Excerpt provided:
======
A LABOUR councillor has accused opponents of abusing the local authority’s standards procedure after a swathe of complaints were dismissed at the first hurdle.

On Tuesday, St Helens Borough Council’s standards committee was given its annual update regarding code of conduct complaints made against councillors.

Jan Bakewell, the council’s director of legal and HR, said there had been 55 complaints since January 13, 2020, including three against parish councillors.

Ms Bakewell, who took over monitoring officer duties from legal services manager Mark Fisher last May, said there were around 30 complaints made the previous year.

The vast majority of complaints made against councillors in recent years have related to posts on social media, although Ms Bakewell did not specify if this was still the case.

Of the 55 complaints made over the past year, 37 were made by other members, while 20 were made by members of the public or other organisations.

Ms Bakewell said a few complaints were made by both members of the public and an elected member about the same issue, hence why the two figures exceed 55.

Of the 55 complaints, 41 were concluded at the first stage, while none proceeded to formal investigation at stage three of the procedure.

Ms Bakewell said 10 complaints related to someone who is no longer an elected member, so had concluded it was not in the public interest to pursue.

A total of six complaints were resolved by an alternative resolution, such as informal advice or training, which were accepted by members each time.

Two complaints submitted anonymously were dismissed following initial discussions, while two complaints were deemed, in the view of the monitoring officer, to relate to conduct that occurred while not acting in the capacity of a councillor, as per the code of conduct.

Ms Bakewell said sufficient information was not provided for two complaints following initial discussions with the complainants, while one related to incidents that were so long ago there was little benefit in investigating.

A total of eight complaints are still outstanding, and will be dealt with by Ms Bakewell and the two deputy monitoring officers.

Given the rise in code of conduct complainants, Labour councillor Michelle Sweeney questioned whether some were a “misuse” of the procedure.

“Resources are limited,” Ms Bakewell said. “My team, the three of us, we always try our best to address any complainants at the earliest opportunity, and in discussion with the complainant.
======
Stored data entries:
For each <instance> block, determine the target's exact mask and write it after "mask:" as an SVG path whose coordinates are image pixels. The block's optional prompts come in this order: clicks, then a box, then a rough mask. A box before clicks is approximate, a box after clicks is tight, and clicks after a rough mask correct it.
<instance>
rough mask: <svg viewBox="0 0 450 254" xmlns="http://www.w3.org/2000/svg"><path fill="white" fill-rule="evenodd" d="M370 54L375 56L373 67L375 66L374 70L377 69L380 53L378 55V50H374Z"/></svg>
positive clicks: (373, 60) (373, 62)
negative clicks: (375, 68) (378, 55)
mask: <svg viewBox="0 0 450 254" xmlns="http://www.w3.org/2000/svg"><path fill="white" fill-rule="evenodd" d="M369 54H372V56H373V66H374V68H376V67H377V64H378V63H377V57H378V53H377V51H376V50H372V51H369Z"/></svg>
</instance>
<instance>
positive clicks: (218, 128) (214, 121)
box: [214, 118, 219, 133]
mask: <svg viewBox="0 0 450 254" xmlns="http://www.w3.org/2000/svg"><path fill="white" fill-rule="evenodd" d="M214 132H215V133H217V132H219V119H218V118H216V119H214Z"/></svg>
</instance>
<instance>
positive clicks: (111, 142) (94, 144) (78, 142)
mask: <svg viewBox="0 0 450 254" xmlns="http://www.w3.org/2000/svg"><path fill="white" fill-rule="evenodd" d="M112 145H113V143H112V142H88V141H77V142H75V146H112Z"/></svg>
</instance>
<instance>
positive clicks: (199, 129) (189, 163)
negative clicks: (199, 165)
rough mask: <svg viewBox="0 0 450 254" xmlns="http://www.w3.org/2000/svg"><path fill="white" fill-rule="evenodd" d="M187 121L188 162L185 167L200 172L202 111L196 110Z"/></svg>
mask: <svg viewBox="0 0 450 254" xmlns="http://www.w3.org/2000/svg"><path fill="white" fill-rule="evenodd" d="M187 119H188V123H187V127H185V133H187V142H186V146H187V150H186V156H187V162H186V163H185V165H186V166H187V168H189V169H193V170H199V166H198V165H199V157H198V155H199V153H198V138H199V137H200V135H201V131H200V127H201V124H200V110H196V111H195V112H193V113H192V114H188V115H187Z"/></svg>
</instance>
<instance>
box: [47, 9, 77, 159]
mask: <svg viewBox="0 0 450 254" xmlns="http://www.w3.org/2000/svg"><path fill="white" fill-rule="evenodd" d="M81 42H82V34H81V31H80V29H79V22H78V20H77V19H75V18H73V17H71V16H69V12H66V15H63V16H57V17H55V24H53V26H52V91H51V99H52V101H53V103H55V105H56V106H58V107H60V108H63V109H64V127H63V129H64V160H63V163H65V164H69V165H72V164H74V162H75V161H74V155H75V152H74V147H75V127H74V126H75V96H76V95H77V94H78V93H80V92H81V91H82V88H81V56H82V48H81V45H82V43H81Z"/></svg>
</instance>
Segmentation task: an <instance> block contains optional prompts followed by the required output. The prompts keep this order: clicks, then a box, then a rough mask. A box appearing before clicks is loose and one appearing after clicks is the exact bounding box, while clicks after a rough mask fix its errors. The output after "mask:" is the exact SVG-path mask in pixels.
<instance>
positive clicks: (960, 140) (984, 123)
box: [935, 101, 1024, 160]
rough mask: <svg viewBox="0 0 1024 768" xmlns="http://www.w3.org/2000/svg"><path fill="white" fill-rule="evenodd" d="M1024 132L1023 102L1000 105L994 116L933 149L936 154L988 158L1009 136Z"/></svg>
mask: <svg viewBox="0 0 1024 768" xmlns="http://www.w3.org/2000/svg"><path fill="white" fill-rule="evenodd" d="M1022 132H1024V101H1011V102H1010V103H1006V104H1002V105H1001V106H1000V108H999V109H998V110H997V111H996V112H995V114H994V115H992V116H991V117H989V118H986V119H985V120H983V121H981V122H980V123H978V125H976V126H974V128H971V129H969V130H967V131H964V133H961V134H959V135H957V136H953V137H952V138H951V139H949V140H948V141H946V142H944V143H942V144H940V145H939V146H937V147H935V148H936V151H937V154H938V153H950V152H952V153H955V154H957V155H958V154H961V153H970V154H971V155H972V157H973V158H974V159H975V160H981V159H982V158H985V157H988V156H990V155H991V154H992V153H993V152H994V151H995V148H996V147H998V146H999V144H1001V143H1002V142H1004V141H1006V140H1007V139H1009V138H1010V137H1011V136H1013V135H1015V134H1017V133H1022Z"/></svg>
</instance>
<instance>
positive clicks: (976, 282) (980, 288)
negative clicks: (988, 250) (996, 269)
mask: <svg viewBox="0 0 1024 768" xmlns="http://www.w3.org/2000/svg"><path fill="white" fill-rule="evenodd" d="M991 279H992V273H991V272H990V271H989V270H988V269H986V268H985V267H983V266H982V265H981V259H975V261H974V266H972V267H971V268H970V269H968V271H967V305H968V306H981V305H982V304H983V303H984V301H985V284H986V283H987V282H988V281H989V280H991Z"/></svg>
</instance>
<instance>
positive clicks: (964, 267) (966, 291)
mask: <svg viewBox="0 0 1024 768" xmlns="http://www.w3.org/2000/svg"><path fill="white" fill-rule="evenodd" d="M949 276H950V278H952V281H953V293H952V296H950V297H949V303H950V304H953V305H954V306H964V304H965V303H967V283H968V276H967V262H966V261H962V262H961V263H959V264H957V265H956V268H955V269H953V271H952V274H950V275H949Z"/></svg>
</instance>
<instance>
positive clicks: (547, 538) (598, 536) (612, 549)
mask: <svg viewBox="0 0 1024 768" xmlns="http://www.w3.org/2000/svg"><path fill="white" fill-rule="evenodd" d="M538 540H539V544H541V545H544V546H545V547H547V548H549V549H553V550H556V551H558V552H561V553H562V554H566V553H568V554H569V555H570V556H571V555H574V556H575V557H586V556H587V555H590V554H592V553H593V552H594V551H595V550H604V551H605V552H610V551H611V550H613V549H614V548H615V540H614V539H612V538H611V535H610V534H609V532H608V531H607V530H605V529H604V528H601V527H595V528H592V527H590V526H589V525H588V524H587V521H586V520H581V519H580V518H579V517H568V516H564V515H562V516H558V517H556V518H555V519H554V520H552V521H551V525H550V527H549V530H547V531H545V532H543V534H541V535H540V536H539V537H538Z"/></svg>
======
How to complete this task:
Resume the news article on code of conduct complaints at St Helens Borough Council, picking up right after its last sentence.

Answer space:
“Clearly over the last year, with other demands, that’s not been easy, with Covid, on top of the day job.

“What I would say, is that complainants are advised about the public interest test, and it is pointed out to complainants when matters might perhaps cross into issues around legitimate political challenge and opposition and what the difference is between that and misconduct under the code.”

Cllr Andy Bowden, cabinet member environment and transport, claimed the local authority’s complaints procedure has become a “political tool”.

He said some people are increasingly seeing it as an opportunity to make “political capital”, including some members of the public.

Cllr Bowden said: “We can have all the training and guidance we want, but if others choose to use this process as a political tool, it wastes your time, it wastes our time as a board, it de-legitimises genuine complaints and genuine opportunities to hold us to the standards that we should be performing to.

“So I think there are real difficulties around this, and I think there’s learning, but not just learning by councillors, it is learning by the public and some who wish to enter politics, that this is not the way you politically debate. You politically debate outside this.

“When someone disagrees with you, you don’t reach for the standards board to look at excuses other than the policy under political points you want to make to try and get yourselves elected, or to try and diminish the standing for an individual within their community.”